[Data listing]
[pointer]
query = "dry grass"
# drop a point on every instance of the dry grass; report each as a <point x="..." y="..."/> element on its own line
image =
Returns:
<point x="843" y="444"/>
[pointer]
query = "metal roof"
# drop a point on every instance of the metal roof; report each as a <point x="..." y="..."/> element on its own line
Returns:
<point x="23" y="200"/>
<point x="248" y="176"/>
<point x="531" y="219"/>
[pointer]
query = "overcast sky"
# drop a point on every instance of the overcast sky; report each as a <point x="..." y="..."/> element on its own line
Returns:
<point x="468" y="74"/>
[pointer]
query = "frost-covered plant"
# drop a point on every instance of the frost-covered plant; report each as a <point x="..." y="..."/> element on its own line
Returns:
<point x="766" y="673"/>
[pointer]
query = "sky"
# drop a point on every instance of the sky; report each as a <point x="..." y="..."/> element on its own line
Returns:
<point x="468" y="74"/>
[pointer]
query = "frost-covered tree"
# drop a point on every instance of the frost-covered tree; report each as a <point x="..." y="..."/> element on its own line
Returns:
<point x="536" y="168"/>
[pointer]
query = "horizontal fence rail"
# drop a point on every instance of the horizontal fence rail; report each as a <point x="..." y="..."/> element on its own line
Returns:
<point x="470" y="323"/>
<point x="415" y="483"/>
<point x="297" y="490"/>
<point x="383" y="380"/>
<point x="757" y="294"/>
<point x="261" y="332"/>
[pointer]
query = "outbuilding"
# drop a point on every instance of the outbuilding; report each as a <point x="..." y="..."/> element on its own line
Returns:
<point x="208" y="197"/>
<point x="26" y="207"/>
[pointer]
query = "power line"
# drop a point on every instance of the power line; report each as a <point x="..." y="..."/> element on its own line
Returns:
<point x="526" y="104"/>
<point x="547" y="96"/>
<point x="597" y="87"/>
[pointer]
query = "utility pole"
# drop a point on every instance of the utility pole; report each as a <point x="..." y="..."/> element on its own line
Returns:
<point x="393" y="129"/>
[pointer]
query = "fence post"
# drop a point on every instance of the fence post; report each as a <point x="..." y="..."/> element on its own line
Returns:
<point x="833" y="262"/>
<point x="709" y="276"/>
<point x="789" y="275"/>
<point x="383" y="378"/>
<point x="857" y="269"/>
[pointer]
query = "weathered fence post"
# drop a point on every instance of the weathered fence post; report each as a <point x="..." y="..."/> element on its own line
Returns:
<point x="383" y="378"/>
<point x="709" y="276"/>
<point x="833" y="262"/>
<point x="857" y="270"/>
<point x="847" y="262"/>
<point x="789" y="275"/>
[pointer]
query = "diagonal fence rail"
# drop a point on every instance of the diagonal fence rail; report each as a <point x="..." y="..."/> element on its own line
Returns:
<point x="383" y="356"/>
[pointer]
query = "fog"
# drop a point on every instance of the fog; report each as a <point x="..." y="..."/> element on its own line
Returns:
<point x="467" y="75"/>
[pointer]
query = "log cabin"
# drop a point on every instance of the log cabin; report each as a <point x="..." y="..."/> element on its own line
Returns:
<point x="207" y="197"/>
==
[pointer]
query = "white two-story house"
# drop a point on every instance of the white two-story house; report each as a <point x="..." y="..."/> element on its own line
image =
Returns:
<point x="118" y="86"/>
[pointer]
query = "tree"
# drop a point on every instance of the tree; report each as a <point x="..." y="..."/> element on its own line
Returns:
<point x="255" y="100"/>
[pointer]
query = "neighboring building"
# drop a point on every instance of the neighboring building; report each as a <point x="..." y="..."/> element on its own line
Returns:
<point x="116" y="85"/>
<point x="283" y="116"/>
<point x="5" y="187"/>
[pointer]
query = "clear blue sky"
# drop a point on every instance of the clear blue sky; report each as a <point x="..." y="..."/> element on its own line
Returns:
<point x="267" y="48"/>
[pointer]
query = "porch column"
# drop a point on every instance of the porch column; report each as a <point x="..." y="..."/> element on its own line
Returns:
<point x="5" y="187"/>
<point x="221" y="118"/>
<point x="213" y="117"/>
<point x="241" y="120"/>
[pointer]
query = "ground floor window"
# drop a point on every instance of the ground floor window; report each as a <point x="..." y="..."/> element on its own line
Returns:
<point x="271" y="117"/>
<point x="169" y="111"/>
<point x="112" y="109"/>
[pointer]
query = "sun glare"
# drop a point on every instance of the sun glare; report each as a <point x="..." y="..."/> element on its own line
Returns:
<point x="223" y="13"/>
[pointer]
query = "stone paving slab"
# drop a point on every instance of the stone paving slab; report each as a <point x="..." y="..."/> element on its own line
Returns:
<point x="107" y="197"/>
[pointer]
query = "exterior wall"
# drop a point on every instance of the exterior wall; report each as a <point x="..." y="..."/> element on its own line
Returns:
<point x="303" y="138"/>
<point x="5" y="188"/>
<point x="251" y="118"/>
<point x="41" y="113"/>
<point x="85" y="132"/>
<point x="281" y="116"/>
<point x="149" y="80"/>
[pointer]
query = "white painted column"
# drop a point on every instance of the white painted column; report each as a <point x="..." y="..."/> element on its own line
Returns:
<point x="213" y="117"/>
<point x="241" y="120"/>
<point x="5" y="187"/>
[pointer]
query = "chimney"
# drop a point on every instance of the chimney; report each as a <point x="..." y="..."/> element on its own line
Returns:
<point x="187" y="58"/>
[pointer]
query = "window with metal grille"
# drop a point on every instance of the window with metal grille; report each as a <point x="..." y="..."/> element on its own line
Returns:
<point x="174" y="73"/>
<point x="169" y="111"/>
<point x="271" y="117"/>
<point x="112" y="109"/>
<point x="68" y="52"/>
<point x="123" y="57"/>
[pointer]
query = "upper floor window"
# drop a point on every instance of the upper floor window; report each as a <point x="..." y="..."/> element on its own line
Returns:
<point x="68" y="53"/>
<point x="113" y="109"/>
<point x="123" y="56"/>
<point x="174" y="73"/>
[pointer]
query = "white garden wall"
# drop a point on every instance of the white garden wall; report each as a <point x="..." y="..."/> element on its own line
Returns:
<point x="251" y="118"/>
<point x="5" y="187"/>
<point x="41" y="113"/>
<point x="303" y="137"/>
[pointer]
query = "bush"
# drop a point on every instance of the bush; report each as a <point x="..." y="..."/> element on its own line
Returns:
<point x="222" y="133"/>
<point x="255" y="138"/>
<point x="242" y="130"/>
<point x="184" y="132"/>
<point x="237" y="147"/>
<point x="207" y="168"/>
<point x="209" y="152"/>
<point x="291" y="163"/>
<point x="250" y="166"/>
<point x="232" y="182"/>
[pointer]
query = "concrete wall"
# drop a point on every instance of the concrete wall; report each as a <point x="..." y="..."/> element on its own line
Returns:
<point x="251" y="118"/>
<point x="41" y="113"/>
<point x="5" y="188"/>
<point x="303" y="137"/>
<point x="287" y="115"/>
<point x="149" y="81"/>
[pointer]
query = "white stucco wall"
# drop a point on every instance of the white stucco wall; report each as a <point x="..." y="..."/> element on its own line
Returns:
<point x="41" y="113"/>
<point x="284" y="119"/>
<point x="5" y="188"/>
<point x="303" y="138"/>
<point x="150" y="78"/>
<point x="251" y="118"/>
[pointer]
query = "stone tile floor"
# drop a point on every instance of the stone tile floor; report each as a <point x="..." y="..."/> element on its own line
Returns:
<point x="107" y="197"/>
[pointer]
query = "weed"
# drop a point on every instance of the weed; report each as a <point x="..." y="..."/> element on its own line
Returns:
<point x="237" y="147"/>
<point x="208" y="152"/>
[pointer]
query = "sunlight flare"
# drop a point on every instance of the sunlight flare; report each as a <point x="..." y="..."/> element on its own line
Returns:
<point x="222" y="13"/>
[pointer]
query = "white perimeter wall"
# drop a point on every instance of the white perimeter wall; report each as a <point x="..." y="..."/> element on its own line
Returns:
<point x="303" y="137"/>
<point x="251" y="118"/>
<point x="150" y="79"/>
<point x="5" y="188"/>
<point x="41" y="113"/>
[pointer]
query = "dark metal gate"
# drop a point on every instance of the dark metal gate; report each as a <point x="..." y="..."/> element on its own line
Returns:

__TASK TO COMPLETE__: Pull out every line in the material above that contains the word "white", and copy each of those lines in full.

__TASK RESULT__:
query = "white two-story house"
# drop a point on every instance of the white two-story house; report each as a <point x="..." y="..."/> element on its own line
query = "white painted column"
# drop a point on every instance of the white painted column; report each as a <point x="..." y="..."/> element on its own line
query = "white garden wall"
# drop a point on every instance of the white garden wall; report each as a <point x="..." y="..."/> element on its own line
query = "white stucco wall"
# drop a point on every instance of the white stucco wall; report each as a <point x="..." y="..."/> element on its own line
query = "white perimeter wall"
# drop a point on every instance of the white perimeter wall; report each as a <point x="..." y="..."/> element on its own line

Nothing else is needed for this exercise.